- _Stored records_

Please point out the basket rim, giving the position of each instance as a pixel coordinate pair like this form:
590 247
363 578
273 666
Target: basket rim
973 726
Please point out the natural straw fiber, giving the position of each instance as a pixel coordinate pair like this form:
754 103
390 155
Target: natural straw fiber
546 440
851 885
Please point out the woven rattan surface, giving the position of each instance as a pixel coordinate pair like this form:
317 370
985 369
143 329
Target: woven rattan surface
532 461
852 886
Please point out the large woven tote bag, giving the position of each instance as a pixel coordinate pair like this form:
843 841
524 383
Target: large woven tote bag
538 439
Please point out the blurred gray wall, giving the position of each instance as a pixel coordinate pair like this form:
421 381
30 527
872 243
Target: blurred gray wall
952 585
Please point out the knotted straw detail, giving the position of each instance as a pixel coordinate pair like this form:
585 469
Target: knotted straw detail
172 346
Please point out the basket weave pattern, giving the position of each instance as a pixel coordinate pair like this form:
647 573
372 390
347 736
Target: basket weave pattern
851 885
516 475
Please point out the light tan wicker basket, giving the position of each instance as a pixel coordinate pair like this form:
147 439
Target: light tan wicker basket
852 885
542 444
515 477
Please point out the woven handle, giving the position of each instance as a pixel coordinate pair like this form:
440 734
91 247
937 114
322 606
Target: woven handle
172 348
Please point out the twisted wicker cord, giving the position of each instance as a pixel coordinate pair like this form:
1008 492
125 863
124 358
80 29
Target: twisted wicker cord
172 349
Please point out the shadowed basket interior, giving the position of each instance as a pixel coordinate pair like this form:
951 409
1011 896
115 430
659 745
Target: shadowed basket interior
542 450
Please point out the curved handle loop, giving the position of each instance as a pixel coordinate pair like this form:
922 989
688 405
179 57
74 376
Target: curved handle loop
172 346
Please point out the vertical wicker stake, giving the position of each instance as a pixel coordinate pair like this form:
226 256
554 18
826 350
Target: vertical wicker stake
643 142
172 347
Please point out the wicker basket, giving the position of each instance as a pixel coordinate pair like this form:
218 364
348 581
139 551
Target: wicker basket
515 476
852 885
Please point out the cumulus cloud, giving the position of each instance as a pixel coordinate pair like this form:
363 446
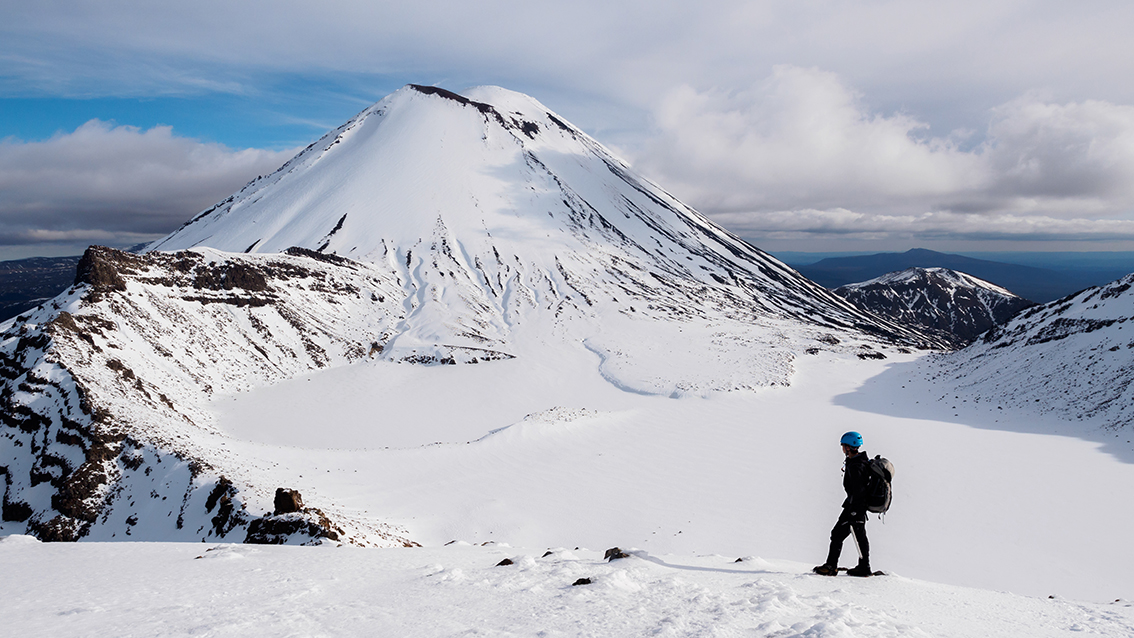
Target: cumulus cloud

- _Task brief_
Rewrite everything from the line containing "Please point out the wicker" down through the end of the data, requests included, multiplying each answer coordinate by 2 and rounding to whole numbers, halves up; leave the numbers in the requests and their sample format unchanged. Omit the pictures.

- _Worked answer_
Please point out the wicker basket, giving the position of each instance as a pixel coordinate pair like this form:
218 364
348 581
139 551
Target: wicker basket
1030 952
1704 1770
Please point out the cumulus cloud, giving the position of each instance as a pixel coordinate pair like this form:
363 446
Target: cumulus cloud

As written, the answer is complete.